Work instructions:
Render everything from the start of the lines below down to and including the line containing "Draw the outline of every instance of the haze" as a numbered list, omitting any blank lines.

Raw lines:
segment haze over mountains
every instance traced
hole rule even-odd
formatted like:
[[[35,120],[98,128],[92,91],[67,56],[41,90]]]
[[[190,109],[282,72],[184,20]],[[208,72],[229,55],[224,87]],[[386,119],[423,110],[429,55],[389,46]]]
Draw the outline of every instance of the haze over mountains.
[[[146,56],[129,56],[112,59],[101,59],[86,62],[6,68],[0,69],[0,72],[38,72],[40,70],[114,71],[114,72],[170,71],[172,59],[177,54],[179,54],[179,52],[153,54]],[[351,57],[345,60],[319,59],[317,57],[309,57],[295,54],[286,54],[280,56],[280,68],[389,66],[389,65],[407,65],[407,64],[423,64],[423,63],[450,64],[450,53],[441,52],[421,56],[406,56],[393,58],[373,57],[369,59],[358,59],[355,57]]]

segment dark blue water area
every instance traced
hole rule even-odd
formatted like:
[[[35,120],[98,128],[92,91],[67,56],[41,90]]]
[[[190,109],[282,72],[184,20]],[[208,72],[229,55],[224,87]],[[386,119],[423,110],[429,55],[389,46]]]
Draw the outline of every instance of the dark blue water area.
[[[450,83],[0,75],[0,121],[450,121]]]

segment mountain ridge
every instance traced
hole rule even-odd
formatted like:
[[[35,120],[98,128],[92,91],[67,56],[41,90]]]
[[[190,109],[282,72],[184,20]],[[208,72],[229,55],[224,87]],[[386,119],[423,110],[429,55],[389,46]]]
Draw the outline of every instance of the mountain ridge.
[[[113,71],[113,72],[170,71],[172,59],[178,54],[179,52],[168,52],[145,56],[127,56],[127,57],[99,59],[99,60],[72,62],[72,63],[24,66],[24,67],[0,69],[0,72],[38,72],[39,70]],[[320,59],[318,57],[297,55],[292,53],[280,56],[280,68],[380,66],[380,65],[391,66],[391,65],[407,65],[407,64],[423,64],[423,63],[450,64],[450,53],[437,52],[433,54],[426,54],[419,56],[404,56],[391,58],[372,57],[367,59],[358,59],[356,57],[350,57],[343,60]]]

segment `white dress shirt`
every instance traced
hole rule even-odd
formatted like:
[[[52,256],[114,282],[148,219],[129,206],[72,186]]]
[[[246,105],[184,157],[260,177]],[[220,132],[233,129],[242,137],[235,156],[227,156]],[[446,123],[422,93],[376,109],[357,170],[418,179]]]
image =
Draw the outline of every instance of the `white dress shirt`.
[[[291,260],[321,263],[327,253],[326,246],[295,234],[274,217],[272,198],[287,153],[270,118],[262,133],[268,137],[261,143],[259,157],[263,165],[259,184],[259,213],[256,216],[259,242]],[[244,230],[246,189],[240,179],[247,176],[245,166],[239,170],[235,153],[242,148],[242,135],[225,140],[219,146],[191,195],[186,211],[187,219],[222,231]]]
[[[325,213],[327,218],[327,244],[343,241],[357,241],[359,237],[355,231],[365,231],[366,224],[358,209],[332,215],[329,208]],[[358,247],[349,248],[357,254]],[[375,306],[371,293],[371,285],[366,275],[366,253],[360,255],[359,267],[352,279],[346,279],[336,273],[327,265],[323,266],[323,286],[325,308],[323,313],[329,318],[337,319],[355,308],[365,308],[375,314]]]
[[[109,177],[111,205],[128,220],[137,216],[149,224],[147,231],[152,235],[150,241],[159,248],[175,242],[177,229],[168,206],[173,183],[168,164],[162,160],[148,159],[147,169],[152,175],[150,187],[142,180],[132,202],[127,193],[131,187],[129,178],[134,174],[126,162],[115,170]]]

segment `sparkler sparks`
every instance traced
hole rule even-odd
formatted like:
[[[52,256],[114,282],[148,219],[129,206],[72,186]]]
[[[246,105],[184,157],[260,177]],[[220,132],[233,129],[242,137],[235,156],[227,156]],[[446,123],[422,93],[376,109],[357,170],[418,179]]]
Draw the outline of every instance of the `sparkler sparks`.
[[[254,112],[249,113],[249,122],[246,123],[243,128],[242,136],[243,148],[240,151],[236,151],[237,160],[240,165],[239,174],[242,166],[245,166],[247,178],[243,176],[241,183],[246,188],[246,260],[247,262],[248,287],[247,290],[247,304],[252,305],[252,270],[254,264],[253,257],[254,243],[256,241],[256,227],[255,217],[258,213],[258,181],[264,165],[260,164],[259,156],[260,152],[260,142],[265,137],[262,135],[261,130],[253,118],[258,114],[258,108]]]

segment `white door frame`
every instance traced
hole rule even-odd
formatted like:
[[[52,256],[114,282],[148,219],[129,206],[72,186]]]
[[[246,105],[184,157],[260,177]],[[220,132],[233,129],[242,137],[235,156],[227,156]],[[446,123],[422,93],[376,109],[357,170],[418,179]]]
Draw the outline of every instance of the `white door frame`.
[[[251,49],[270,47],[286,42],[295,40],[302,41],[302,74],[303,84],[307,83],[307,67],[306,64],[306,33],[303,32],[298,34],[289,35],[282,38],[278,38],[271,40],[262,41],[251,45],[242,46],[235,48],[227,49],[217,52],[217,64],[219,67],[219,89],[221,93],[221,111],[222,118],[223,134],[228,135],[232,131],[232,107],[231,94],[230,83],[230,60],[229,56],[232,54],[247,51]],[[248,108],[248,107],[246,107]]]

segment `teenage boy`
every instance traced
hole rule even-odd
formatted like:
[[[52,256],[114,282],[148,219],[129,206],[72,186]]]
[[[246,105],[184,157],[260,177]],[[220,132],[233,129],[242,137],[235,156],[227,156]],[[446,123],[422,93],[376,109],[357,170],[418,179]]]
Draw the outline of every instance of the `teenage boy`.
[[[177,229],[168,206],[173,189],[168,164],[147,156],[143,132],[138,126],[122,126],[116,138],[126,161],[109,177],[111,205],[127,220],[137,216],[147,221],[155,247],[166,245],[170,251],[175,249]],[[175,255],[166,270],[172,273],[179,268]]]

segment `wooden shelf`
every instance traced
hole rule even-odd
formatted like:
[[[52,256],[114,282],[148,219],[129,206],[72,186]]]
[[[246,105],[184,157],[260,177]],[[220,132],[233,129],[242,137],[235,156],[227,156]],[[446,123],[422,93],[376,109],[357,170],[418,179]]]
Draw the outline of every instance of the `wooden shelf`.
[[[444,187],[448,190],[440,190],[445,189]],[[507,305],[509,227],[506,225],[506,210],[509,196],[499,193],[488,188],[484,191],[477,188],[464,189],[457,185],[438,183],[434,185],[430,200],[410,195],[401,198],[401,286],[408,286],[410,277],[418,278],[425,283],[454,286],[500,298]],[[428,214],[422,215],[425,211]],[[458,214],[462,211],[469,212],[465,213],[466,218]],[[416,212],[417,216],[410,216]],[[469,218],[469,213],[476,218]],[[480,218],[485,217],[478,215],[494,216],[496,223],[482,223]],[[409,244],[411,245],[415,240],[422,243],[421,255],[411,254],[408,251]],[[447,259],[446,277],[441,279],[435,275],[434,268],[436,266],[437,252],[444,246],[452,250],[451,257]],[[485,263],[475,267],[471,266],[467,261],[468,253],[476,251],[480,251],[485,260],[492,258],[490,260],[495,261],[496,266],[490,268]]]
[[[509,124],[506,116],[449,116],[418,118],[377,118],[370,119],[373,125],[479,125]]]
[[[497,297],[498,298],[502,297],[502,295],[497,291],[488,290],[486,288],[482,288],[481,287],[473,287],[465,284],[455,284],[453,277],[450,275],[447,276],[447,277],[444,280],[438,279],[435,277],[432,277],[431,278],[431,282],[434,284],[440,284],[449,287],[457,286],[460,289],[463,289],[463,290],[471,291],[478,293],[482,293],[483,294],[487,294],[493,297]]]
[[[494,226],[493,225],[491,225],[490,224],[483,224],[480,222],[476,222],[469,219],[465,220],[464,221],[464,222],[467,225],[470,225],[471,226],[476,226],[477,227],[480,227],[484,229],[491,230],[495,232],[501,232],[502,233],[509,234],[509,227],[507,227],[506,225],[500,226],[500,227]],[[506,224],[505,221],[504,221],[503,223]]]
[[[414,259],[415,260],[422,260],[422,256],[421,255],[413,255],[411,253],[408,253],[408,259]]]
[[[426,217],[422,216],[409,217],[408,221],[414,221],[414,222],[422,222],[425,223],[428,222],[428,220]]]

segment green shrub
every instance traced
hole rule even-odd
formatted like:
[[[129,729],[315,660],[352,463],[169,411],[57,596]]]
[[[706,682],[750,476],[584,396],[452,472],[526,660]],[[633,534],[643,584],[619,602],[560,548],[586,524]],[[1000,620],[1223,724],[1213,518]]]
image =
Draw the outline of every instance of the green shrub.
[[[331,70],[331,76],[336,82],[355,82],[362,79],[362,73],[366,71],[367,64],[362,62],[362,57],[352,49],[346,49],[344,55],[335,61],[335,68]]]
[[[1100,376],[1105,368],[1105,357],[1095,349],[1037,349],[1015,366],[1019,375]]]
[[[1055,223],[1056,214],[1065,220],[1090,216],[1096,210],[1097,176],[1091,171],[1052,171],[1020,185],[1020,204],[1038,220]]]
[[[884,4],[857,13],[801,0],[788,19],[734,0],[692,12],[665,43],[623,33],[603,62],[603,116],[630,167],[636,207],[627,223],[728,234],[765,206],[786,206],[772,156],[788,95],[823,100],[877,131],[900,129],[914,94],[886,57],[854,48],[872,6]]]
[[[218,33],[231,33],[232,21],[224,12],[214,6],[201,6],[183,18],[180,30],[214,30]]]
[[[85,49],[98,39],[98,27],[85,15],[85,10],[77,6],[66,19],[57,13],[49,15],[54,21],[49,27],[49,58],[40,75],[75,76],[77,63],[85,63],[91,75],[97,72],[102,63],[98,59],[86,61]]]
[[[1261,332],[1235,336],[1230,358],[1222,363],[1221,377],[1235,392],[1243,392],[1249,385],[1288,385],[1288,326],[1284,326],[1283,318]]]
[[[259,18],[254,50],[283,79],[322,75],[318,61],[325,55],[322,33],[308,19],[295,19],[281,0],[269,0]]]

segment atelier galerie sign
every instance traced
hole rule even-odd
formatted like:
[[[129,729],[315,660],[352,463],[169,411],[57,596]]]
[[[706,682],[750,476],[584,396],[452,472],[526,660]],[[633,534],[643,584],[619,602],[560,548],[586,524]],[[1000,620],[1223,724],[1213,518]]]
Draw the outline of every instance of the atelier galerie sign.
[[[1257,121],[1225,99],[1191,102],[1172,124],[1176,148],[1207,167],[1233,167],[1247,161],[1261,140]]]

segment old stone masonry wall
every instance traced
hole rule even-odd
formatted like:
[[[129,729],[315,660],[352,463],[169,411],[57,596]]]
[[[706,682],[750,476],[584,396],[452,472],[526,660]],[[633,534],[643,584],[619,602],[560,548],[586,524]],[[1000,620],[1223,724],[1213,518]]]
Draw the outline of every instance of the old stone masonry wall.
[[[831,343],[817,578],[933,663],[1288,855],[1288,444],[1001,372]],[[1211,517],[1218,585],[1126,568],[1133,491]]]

Output for this exercise:
1. segment haze over mountains
2. every instance traced
3. hole rule even-odd
4. formatted like:
5. [[[35,120],[98,128],[92,91],[67,56],[41,90]]]
6. [[[190,109],[282,72],[184,20]],[[208,72],[229,55],[224,87]],[[386,119],[423,110],[429,55],[389,46]]]
7. Draw the outline of every instance of the haze over mountains.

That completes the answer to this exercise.